*Text excerpt*
American social worker

Annie Clo Watson (April 26, 1891 – January 7, 1960) was an American social worker based in San Francisco, best known for her efforts on behalf of Japanese Americans during and after World War II.

== Early life ==
Annie Clo (or Chloe) Watson was born in Repton, Alabama, and raised in Texas, the daughter of William Watson and Mattie E. Robbins Watson. Both of her parents were also born in Alabama; her father was a doctor. She attended Southwestern University in Texas, where she played basketball and was president of her class. She pursued further training in social work at Columbia University School of Social Work.

== Career ==
Watson became executive director of the YWCA's International Institute in San Antonio, Texas in 1928. She became executive director of the International Institute in San Francisco in 1932, and was president of the local chapter of the National Association of Social Workers. In 1944 helped to found the Fellowship Church for All People with Howard Thurman. She was active in the American Civil Liberties Union and the California Conference of Social Work.

During World War II, she organized the Pacific Coast Committee for American Principles and Fair Play, hoping to mitigate some of the impact of the internment of Japanese Americans, and worked on war relocation issues at the YWCA's national headquarters in New York. "She was among those who really went to bat for persons of Japanese ancestry at the outbreak of the war," commented an obituary in the Pacific Citizen newspaper.

In 1948 she testified before a Congressional hearing on housing issues in San Francisco, and spoke on a panel at the national meeting of the Japanese American Citizens League (JACL) in Salt Lake City. In 1952 she testified before the President's Commission on Immigration and Naturalization, about the effects of changing laws on Asian Americans and Latino Americans in California, and wrote a report, "The Social Integration of Mexicans and Other Latin Americans in San Francisco and the Bay Region" for the National Council on Naturalization and Citizenship. Watson's writing on immigration was published in Journal of Educational Psychology. She chaired the International Institute's Committee for Information on the Adoption of Japanese Children. She retired in 1958, but continued as a consultant with the United Community Fund of San Francisco State College.

Watson won the Koshland Award for Social Work in 1945. The national JACL presented Watson with a Scroll of Appreciation in 1956. In 1960, after she died, the JACL encouraged donations to the Annie Clo Watson Scholarship for Social Workers as a memorial. Another memorial fund, the Annie Clo Watson Scholarship, funded a woman attendee at the West Coast Encampment for Citizenship.

== Personal life ==
Watson died from cancer in 1960 at her home in Berkeley, California, aged 68 years. Her gravesite is with her parents' graves, in Uvalde, Texas. The University of Minnesota holds a collection of Annie Clo Watson papers.

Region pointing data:

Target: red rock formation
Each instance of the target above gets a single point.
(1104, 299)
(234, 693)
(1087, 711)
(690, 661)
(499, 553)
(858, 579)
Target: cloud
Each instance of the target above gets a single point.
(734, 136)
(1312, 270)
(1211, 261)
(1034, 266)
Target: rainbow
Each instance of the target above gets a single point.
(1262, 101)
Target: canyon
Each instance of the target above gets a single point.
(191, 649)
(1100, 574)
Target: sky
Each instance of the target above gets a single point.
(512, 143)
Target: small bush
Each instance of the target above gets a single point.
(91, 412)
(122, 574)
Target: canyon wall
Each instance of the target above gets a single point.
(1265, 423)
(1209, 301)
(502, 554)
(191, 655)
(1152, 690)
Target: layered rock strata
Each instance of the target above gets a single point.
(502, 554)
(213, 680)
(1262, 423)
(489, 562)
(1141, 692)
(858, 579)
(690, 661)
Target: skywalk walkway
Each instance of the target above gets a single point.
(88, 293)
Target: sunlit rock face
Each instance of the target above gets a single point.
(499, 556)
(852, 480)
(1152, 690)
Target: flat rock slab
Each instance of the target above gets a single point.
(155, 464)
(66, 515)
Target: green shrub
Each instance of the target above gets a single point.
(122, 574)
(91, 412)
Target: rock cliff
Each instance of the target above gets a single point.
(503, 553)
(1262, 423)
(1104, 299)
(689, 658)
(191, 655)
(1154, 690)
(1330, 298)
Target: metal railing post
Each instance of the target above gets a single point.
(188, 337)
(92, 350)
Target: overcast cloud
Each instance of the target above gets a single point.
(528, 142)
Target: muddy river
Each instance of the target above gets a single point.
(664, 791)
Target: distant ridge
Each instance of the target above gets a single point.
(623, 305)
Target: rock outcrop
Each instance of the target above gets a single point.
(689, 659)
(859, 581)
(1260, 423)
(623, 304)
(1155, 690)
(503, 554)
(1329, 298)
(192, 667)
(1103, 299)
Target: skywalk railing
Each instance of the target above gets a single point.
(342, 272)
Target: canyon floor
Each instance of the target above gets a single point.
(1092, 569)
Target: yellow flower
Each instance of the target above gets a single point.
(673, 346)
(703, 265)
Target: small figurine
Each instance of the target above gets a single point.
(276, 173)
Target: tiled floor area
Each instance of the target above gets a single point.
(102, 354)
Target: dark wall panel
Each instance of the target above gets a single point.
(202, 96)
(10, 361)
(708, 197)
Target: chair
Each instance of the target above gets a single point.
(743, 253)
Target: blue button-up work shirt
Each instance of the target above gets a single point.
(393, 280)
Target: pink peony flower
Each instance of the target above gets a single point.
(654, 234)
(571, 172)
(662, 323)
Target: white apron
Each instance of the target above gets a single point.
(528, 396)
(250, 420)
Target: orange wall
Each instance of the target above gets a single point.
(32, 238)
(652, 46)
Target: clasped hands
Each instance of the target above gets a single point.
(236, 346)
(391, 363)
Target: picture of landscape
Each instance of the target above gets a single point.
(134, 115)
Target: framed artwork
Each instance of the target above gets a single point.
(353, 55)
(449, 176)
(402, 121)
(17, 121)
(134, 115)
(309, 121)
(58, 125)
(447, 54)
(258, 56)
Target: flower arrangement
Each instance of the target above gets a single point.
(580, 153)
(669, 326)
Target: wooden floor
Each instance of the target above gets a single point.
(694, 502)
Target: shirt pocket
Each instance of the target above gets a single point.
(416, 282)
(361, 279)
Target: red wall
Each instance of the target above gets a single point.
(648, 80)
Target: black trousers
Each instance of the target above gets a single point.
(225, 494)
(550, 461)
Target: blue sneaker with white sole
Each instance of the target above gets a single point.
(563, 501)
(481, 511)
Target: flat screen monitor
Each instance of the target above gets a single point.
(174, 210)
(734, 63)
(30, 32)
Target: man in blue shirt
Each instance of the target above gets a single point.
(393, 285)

*Action item*
Translate this sentence from the text about Annie Clo Watson into Spanish: "Watson won the Koshland Award for Social Work in 1945." Rely only on the text about Annie Clo Watson.

*Task output*
Watson ganó el Premio Koshland de Trabajo Social en 1945.